**SET OF TASKS:**
1 – From the gallery blog posts, return the stretch from "Monday, February 6, 2012" through "worth a visit." verbatim.
2 – In the gallery blog posts, how much gallery space did the Anselm Kiefer exhibition at the White Cube occupy?

Monday, February 6, 2012

London and the White Cube

 Anselm Keifer - Tempelhof, 2010, 380 x 760cm oil, acrylic and salt on canvas
 Last weekend I went to the White Cube on Bermondsey Road .  A fantastic exhibition of new work by the internationally renowned artist Anselm Kiefer was staged across 11,000 sq ft of gallery space, ‘Ill Mistro delle Cattedrali’ is the largest ever presentation of his work in London.  I was blown away by this work and having seen a lot of his exhibitions  this was the best and is well worth a visit.   

Tobias Rehberger - Again, 2011, wood, paint, acrylic, foil and motor
 Another exhibition visited was ‘Sex and Friends’ at Pilar Corrais Gallery where Tobias Reheberger was exhibiting a new body of work.  He is another artist I admire for his sculptures and installations which principally revolve around the concept of transformation, whilst working with industrial processes and technological innovations. This exhibition shows a series of unique shadow sculptures which, at first glance, seem abstract. They are displayed with special lighting effects casting amorphous shadows on the wall to form a hidden message. Quite a different type of work but for me interesting to see the way he uses his materials and the processes. Avril Elward

Thursday, December 15, 2011

German Art in London

Pretentious Crap - Zhivago Duncan

Just been to London to see the German Art invasion of London - much more interesting than Christmas shopping. I started at the Saatchi Gallery with the Gesamtkunstwerk exhibition. Junk predominates as both material and metaphor. Many of these artists, especially those born in the 1970s, belong to what's been described as the post-po-mo generation.

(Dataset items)
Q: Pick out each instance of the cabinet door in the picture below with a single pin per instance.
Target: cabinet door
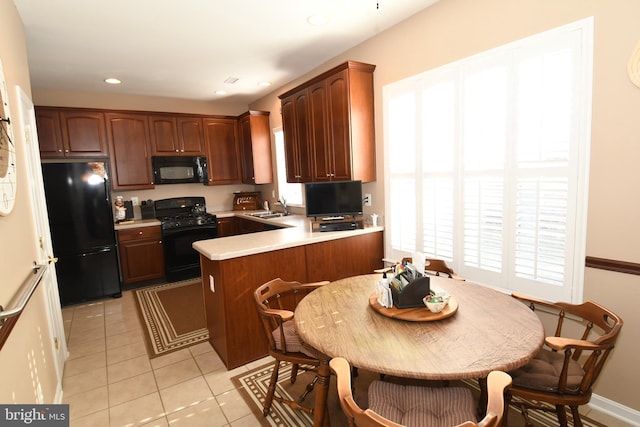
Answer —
(295, 125)
(83, 133)
(164, 136)
(129, 149)
(141, 254)
(321, 155)
(49, 134)
(191, 136)
(246, 149)
(339, 138)
(223, 151)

**TASK RESPONSES:**
1 –
Monday, February 6, 2012

London and the White Cube

 Anselm Keifer - Tempelhof, 2010, 380 x 760cm oil, acrylic and salt on canvas
 Last weekend I went to the White Cube on Bermondsey Road .  A fantastic exhibition of new work by the internationally renowned artist Anselm Kiefer was staged across 11,000 sq ft of gallery space, ‘Ill Mistro delle Cattedrali’ is the largest ever presentation of his work in London.  I was blown away by this work and having seen a lot of his exhibitions  this was the best and is well worth a visit.

2 – 11,000 sq ft